BRIEF:
Reproduce each line exactly.

## Begin PROVIDED DATA

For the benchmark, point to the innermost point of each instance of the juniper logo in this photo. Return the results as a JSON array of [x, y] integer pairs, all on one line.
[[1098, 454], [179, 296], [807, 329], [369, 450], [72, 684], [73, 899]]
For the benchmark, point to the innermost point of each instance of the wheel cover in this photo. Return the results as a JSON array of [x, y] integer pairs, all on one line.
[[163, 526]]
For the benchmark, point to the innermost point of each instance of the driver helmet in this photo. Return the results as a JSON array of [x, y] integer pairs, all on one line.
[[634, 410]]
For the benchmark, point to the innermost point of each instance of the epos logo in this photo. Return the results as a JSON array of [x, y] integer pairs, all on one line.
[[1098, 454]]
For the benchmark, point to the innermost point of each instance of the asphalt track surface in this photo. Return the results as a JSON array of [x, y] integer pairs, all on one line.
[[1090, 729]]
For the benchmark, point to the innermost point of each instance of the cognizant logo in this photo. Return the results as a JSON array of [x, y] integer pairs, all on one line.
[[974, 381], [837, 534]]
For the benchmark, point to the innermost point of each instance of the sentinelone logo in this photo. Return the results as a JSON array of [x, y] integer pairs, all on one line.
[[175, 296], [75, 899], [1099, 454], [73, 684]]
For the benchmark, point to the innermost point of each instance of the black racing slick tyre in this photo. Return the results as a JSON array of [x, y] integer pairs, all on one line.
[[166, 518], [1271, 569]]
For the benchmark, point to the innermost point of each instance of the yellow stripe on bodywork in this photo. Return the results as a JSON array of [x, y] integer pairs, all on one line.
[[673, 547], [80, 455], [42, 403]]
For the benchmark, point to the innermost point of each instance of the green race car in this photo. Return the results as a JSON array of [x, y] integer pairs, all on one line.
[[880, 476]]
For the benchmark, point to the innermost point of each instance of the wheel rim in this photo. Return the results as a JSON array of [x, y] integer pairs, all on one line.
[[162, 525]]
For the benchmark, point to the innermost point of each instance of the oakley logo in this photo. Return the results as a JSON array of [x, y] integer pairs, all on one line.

## End PROVIDED DATA

TASK ANSWER:
For the benchmark, point to the innermost point of each instance of the juniper logo in this photo. Return the results as a JSON array of [x, y] integer pairs, all on one line.
[[1098, 454], [179, 296], [807, 329], [369, 450], [72, 684], [73, 899]]
For the benchmark, point to the innermost point of each instance of the wheel cover in this photo. Return the results as a JSON array of [x, y] integer pairs, all on one line.
[[163, 526]]
For the benchmark, point to the innermost point of each instance of the driver helmet in this photo. Return the results as a JSON array of [x, y] integer pairs, all on one line.
[[634, 410]]
For the benchmark, point to the innermost point of each instance of the epos logo in this photo. Return the results as a JSON array of [x, y] integer pairs, all on one line.
[[1098, 454]]
For the benchmark, point to the innermost point of each instance of the asphalt track surface in this photo. Return the results as a JSON array of [x, y] integer pairs, all on one line.
[[1090, 729]]
For the benchmark, point to the innermost point of each instance of the cognizant logo in this photo. Return the results as a JSON array of [x, y] integer pairs, all on one line.
[[974, 381], [837, 534]]
For the benchmark, point to the innermost point of each instance of the sentinelone logo in this photo. Return the results as a JSON array of [x, y] integer pairs, all on one line.
[[175, 296], [75, 899], [1099, 454], [73, 684]]
For the benchmark, point to the innermost point of each instance of the black racing slick tyre in this photo. Return the results as a JSON array of [x, y] integer pairs, all on one line.
[[166, 518], [1271, 569]]
For the benchmark, point to the innermost point of each instance of the yellow stripe on bodywork in this photo. Return the results as a JSON array of [x, y] integer pairs, all on one line.
[[673, 547], [80, 455], [42, 403]]
For the benchmark, point to the innermost point of each instance of the green race car in this photo. Return the results as a JSON array of [x, y] integer pairs, all on one line.
[[880, 476]]
For the benchmark, point to the innermost point of each instance of the wheel rim in this photo. Return the results as a JSON array of [x, y] integer pairs, all on one line.
[[162, 525]]
For the benchmark, point to the innermost point of each instance of the oakley logo in this photo. Return the results as a JSON array of [x, y] integer pairs, all on one line.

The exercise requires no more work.